(Dataset excerpt)
::::::::
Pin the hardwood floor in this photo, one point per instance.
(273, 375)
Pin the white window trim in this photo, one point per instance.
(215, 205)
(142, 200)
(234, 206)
::::::::
Output every line of the records, word for word, starting at the line that contains "Pin the white" and ending at the final line of the records.

Pin the white window trim in this photo, one point per instance.
(215, 205)
(142, 200)
(234, 206)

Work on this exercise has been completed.